AIM OF THE EXERCISE -
Copy every one of the items below line for line, changing no character.
[Start DATASET CONTENT]
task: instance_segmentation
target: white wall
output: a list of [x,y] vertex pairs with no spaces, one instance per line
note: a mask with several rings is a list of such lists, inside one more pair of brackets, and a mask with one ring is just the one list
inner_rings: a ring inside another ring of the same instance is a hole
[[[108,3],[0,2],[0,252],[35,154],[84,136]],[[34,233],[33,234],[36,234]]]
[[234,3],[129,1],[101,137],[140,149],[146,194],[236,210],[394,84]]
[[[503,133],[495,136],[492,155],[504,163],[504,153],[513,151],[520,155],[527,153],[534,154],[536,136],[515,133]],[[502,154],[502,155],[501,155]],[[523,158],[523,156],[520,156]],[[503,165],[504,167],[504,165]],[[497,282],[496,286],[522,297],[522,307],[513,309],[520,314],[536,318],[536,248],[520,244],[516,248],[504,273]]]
[End DATASET CONTENT]
SOLUTION -
task: instance_segmentation
target: white wall
output: a list of [x,y] vertex pairs with no spaces, one instance per line
note: a mask with several rings is a list of such lists, inside one more pair of brackets, and a mask with one ring is just the one list
inner_rings: a ring inside another ring of the same instance is a hole
[[[108,3],[0,2],[0,252],[35,154],[84,136]],[[34,233],[33,234],[36,234]]]
[[234,3],[129,1],[101,137],[140,149],[146,194],[236,210],[394,84]]
[[[503,133],[495,136],[492,155],[504,163],[504,153],[513,151],[520,155],[527,153],[534,154],[536,136],[515,133]],[[502,154],[502,155],[501,155]],[[523,158],[523,156],[520,156]],[[503,165],[504,167],[504,165]],[[497,282],[496,286],[522,297],[522,307],[513,309],[520,314],[536,318],[536,248],[520,244],[516,248],[504,273]]]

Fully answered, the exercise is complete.